What is expected:
For the text on Louise Bogan's letters, answer yes or no for each statement and quote the text's deciding words: (a) Humphries had joined the League of American Writers. (b) Bogan broke off her friendship with Humphries over his politics. (c) Bogan's December 23, 1936 letter was addressed to Mary Kinzie.

Text section:
“What we suffer, what we endure, what we muff, what we kill, what we miss, what we are guilty of, is done by us, as individuals, in private.”
The anti-collective,
non-aligned impulse runs deep. Demographics mean nothing. We recognize one data
set, one focus group, one party: Homo sapiens. The rest is lazy pigeonholing.
The wonderful poet Louise Bogan is writing in a December 23, 1936 letter to the
poet-translator and longtime friend Rolfe Humphries. He had joined the League
of American Writers, a Communist Front group organized the previous year. Bogan
calls him “one of the Comrades” when Humphries bloviates about the Spanish
Civil War. She continues:
“I still hate your way of
doing things. To hell with the crowd. To hell with the meetings, and the public
speeches. Life and death occur, as they must, but they are all bound up with
love and hatred, in the individual bosom, and it is a sin and a shame to try to
organize or dictate them.”
To her credit, Bogan remained
loyal to Humphries as a friend despite his ridiculous politics, until his death
in 1969. More recently, we’ve seen politics grow increasingly corrosive of
relationships among family members and friends. That human bonds should be severed
by something as trivial and childish as politics hardly flatters our species. In
a July 8, 1938, letter to Humphries, Bogan writes:
“You can easily see that I’m
terribly mad, at the moment, about the C.P. [Communist Party], and all its
works. The girls at the subway entrance saying, in soft tones, ‘Stop the mad
dogs of Fascism; help our boys dodging Franco’s bombs,’ frankly make me sick. If
the C.P. doesn’t stop all this ‘mad dogs’ ‘depraved’ stuff it will lose—well, I
was going to say the respect of all intelligent people. But I take that back.
There aren’t, as far as I can see, any intelligent people left.”
[All quoted passages are
from A Poet’s Prose: Selected Writings of Louise Bogan, ed. Mary Kinzie,
2005.]
Yeaterday I spoke with a massage therapist who told me that, this fall, several of his clients interrogated him about his politics and threatened to sever their custom if his didn't align with theirs. There's a tincture of the Wars of Religion in the political derangement of the times. Such stories always bring Montaigne to my mind, who lived through worse madness and kept a cool head (even a mischevious sense of humor) through it all. I think it was he who wondered what it mattered that his doctor held to a different religion if he did his job well (was it is his doctor?).

Data section:
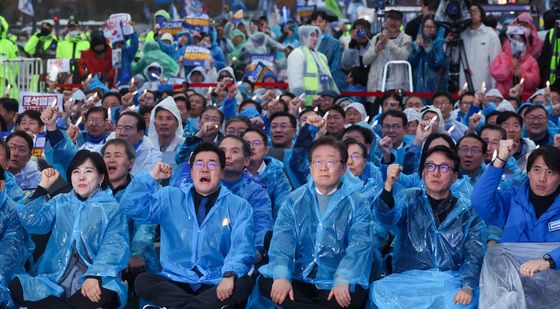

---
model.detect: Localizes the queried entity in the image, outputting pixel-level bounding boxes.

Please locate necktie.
[196,197,208,226]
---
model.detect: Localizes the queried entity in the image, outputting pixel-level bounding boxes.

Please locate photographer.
[341,18,371,75]
[408,14,447,92]
[363,10,412,94]
[458,4,502,89]
[24,22,58,60]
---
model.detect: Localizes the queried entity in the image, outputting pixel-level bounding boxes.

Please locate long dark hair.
[66,149,109,190]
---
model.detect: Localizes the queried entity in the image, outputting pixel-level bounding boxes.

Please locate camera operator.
[341,18,372,75]
[404,0,439,37]
[458,4,502,90]
[363,10,412,94]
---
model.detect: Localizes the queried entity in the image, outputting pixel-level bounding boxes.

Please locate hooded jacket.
[288,26,339,100]
[148,97,185,153]
[490,37,541,100]
[0,16,18,60]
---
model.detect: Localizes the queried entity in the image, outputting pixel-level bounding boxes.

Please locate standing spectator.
[24,22,58,60]
[490,26,540,100]
[408,14,447,92]
[288,26,338,105]
[56,19,90,59]
[309,10,346,89]
[363,10,412,91]
[404,0,439,37]
[460,4,501,89]
[340,18,371,80]
[78,31,115,85]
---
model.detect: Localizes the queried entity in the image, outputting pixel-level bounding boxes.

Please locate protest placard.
[19,91,62,113]
[183,45,212,68]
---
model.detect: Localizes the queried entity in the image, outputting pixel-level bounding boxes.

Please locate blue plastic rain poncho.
[121,172,256,285]
[169,163,274,247]
[18,189,129,308]
[0,190,30,308]
[370,188,486,308]
[250,157,292,220]
[472,166,560,261]
[259,181,380,290]
[3,171,25,203]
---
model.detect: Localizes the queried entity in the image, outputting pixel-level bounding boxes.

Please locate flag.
[18,0,35,16]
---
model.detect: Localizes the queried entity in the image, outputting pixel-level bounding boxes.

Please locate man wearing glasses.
[457,133,488,185]
[370,145,486,308]
[258,137,379,308]
[523,105,554,146]
[120,143,256,308]
[432,92,469,141]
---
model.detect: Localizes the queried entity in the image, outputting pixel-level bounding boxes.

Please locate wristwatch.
[543,254,556,269]
[222,271,237,279]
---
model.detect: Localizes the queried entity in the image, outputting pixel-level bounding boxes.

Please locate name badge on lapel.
[548,220,560,232]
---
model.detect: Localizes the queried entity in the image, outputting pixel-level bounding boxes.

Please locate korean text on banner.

Task solution:
(a) Yes: "He had joined the League of American Writers"
(b) No: "Bogan remained loyal to Humphries as a friend despite his ridiculous politics, until his death in 1969"
(c) No: "writing in a December 23, 1936 letter to the poet-translator and longtime friend Rolfe Humphries"